----- EXTRATO DE DADOS -----

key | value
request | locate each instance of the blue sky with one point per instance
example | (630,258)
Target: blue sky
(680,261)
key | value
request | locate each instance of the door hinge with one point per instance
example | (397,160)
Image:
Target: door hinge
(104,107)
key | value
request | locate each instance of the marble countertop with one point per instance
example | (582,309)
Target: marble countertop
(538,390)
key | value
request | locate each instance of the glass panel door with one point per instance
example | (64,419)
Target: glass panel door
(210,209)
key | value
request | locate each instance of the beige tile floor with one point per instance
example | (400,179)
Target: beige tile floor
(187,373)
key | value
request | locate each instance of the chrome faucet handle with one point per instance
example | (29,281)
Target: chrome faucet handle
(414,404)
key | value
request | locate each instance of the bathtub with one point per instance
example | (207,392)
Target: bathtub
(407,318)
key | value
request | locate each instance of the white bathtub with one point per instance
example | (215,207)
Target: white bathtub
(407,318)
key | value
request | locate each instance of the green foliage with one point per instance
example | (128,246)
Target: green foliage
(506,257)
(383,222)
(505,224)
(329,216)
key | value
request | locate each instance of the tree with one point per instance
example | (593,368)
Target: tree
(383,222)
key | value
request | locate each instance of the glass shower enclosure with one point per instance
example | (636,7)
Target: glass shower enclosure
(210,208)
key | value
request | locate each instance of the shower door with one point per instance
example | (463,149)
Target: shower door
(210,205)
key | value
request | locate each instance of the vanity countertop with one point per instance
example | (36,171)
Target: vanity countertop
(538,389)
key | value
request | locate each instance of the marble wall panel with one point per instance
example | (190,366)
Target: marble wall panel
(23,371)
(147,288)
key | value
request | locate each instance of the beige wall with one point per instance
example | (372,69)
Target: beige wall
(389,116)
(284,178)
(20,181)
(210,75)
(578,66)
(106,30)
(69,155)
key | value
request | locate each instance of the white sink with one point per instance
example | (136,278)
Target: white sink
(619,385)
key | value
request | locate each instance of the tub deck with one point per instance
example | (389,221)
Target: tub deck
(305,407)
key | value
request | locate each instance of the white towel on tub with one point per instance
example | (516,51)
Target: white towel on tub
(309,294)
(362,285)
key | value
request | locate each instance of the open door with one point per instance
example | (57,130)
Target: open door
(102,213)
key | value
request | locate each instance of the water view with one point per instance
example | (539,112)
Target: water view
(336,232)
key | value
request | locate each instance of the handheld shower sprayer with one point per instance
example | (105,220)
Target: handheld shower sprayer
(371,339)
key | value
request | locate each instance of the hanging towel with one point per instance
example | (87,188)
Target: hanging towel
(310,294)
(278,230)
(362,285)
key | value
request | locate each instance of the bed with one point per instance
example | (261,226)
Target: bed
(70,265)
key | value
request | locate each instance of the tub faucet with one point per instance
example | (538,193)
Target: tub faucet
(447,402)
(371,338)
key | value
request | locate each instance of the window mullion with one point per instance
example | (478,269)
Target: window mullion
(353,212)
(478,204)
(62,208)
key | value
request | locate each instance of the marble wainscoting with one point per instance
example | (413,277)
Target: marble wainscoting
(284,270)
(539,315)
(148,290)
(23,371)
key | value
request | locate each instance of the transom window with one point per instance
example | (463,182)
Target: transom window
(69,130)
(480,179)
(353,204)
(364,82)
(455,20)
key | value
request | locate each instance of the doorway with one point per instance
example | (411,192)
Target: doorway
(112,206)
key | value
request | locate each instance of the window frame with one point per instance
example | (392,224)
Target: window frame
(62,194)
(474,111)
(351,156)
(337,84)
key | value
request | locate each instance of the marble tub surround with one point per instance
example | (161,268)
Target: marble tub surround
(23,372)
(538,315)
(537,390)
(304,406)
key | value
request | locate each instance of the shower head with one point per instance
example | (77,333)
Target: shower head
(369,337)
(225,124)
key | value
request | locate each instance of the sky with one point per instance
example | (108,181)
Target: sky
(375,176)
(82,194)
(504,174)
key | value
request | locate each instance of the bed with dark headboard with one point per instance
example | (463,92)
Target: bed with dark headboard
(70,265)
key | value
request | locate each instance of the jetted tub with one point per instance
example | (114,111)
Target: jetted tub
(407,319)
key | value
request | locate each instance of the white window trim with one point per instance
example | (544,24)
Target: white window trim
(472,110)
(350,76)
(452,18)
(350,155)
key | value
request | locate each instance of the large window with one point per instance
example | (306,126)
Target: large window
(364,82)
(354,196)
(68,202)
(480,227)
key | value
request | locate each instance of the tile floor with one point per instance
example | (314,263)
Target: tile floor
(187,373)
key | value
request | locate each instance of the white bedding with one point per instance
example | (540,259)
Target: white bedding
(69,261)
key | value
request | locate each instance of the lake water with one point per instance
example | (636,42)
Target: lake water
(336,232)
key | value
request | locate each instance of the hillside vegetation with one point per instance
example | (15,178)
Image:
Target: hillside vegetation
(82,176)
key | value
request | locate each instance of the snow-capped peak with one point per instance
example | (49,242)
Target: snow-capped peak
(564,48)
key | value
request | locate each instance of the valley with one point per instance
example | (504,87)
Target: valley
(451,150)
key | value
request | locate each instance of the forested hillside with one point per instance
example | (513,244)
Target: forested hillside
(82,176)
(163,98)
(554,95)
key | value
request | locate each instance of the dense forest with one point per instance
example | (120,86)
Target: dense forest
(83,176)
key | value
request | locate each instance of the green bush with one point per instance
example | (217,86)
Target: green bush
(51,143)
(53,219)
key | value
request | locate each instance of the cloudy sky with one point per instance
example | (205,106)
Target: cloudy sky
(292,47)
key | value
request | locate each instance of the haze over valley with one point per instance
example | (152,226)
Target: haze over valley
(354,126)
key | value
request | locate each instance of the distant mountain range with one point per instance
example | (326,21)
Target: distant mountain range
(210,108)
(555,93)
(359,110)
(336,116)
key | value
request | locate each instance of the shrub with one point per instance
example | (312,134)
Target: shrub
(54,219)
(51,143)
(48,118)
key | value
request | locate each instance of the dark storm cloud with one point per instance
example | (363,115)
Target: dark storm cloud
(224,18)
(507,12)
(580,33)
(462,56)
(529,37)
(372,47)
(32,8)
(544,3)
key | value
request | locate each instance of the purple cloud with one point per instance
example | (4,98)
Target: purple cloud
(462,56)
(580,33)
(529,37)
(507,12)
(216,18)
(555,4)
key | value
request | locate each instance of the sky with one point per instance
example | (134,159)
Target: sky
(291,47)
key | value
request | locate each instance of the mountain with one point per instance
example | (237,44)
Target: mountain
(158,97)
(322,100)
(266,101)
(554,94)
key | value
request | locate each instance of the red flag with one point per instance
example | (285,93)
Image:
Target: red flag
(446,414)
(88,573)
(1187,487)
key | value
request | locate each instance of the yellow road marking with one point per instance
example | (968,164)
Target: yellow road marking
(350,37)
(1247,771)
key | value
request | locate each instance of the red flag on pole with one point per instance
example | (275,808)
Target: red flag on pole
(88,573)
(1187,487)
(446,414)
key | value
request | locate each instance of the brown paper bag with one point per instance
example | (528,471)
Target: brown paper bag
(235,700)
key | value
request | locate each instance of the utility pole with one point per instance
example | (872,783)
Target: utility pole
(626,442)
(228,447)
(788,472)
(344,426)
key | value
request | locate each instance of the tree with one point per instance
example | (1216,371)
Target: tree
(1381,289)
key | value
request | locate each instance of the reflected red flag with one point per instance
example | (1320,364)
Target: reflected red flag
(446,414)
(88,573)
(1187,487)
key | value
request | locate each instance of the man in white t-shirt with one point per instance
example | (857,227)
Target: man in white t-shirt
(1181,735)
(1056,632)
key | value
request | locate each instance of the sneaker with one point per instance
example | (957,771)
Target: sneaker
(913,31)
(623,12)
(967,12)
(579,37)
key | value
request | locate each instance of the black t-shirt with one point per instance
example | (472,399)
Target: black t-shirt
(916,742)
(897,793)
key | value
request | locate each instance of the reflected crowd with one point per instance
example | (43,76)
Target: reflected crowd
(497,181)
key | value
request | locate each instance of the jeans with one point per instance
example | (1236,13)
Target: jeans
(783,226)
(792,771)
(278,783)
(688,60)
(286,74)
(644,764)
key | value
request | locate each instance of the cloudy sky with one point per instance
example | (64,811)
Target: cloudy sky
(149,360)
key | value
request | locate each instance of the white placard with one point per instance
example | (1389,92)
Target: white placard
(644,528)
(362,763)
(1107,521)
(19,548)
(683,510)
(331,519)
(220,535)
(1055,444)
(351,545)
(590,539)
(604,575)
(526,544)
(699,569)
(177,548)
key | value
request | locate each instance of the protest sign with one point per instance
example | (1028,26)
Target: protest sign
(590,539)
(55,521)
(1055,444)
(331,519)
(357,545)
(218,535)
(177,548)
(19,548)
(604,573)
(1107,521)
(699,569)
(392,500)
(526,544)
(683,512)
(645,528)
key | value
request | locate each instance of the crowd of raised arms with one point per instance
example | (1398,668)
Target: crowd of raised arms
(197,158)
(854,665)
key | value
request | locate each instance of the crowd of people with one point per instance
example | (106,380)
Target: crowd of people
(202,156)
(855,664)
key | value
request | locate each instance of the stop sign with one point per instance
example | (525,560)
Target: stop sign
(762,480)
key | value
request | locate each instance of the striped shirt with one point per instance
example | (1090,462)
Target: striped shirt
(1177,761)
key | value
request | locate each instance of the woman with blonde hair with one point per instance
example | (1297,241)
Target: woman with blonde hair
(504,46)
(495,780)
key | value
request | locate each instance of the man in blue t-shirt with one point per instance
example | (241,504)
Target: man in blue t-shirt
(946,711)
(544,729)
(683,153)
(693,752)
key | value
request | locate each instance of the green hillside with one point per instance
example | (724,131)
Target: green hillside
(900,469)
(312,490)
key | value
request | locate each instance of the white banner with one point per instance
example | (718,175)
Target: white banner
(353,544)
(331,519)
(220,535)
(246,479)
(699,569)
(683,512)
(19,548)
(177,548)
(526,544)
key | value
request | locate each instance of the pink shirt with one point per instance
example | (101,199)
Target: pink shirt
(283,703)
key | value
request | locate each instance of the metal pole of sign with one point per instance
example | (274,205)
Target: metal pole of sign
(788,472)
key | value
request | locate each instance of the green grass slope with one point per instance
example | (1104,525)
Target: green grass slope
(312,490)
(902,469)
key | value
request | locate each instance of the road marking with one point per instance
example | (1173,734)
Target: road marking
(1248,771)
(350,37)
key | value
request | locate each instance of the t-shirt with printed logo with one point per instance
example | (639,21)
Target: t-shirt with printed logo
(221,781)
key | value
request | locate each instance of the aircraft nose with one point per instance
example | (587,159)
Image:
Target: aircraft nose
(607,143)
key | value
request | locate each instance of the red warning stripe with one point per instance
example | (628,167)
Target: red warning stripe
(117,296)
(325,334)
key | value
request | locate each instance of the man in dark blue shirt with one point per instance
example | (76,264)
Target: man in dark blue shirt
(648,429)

-----

## [TAREFA CURTA]
Conte quantas linhas dos itens contêm a palavra "range" e responda só com o número.

## [RESULTADO ABAIXO]
2